PAGE EXCERPT —
::::::::::

Thank God the world of now wasn’t then because I’d be on hormones and I’d be a woman. After 15 I never wanted to be a woman again. It’s nice to be able to express yourself, but the hormone thing, very young, is a big step

Murray also ominously maintains that “there’s a lot of fear” despite the remarkable success in changing perceptions that trans activists have achieved. She then refers to a Canadian psychologist, Kenneth Zucker, who specialised in helping children and their families make decisions about whether the child should transition and was subsequently accused of “employing the therapeutic tactics once used to persuade gay men that they were not homosexual”. She then ends the paragraph with: “He has denied that this was the case. Nevertheless, he lost his job.”

If Zucker was, in fact, using tactics to invalidate and undermine an individual’s personal autonomy, then he deserved to have his medical licence revoked indefinitely. However, Murray seems to use this as a further example of political correctness going too far, as if Zucker’s sacking was unfair or unreasonable.

What Murray has spectacularly failed to do in her article is to recognise the challenges and violence that many trans women face every day

Murray then goes on to speak with Stephanie Davies-Arai (who is “qualified to train teachers and parents in communication skills” – must be legit!) from ‘Transgender Trend’, a group of parents who “question the trans narrative”. Both Davies-Arai and Murray challenge the findings of a survey conducted by the now-defunct LGBT charity PACE, which identified the high rates of suicide and self-harm amongst trans people. Without further investigation into this, it’s impossible to know whether this is accurate. What is important to acknowledge, however, is the existing body of research and personal testimonies from trans people, which overwhelmingly suggest that their mental health is disproportionately negative, largely as a result of social stigma, rather than their identities.

What Murray has spectacularly failed to do in her article is to recognise the challenges and violence that many trans women face every day. The relentless streams of abuse and harassment that so many suffer every time they leave their own home. The risks involved of reporting to police. The difficulty in securing safe, affordable accommodation. The stares and the sneers and the sniggers. Trying to find a safe place to use a toilet. Constantly being seen as ‘deviant’, ‘freakish’, an anomaly.

Murray is quick to offer sympathy to the wife left behind, but makes no mention of the friends, family and community who may choose to disown a trans person:

Of course it was hard for her family. Her wife loved her husband, but her husband was gone

She also doesn’t mention the alienation and isolation experienced by many young trans or gender variant people, who may not know anyone else like them. Or the challenges in accessing ‘mainstream’ services or securing employment. Or the risk of death: 27 trans women, all of whom were BAME, were recorded as murdered last year in the US. It’s only the beginning of March and already seven trans women have been recorded as murdered in 2017 alone, again, all BAME.

As a feminist, I want my feminism to always be inclusive. This means welcoming self-defining women into our spaces: our safe spaces. It means mutual respect, while also recognising people’s different journeys and experiences. But, ultimately, it’s about support and solidarity in a culture that still sees the ‘female’ as weak, shameful and lesser. Murray has missed an opportunity to amplify trans women’s voices, struggles and successes. Anyone beginning a sentence, “I’m not a racist/TERF/misogynist/insert other oppressor here, BUT…” leaves the lingering impression that this is exactly what they are. To hear this from Murray, a woman who has such a powerful platform and is a purported champion of women’s rights, is disappointing in the extreme.

The image of the top of the page is a colour head and shoulders shot of Jenni Murray. She has ‘bronde’ hair and rectangular glasses perched on the edge of her nose. Picture taken by NHS Employers, shared under a Creative Commons licence.

::::::::::

DATASET —
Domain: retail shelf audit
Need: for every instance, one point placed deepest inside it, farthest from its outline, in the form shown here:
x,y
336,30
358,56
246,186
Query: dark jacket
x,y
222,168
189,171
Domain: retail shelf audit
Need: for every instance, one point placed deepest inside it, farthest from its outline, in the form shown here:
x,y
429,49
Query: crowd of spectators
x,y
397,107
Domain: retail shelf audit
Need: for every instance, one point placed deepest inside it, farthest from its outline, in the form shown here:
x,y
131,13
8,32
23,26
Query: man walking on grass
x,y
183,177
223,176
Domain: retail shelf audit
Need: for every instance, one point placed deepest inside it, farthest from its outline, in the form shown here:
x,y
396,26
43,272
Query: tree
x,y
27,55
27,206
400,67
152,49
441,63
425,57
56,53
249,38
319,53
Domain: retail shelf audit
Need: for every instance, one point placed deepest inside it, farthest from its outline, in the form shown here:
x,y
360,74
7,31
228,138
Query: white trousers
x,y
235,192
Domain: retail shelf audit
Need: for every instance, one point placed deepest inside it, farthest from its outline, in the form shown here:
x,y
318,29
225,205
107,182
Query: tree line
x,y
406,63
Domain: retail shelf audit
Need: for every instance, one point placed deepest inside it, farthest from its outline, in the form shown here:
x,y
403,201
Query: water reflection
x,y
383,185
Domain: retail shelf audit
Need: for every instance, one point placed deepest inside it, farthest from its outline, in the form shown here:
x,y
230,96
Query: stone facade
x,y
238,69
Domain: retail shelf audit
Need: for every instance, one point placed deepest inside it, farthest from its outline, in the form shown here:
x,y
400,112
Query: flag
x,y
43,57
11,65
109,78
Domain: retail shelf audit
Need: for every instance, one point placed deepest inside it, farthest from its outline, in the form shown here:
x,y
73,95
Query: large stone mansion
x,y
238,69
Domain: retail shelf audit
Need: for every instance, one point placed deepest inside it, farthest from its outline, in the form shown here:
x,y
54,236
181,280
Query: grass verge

::::::::::

According to the page excerpt on Jenni Murray's article, how many trans women had been recorded as murdered in 2017 by the beginning of March?

Seven, all of them BAME.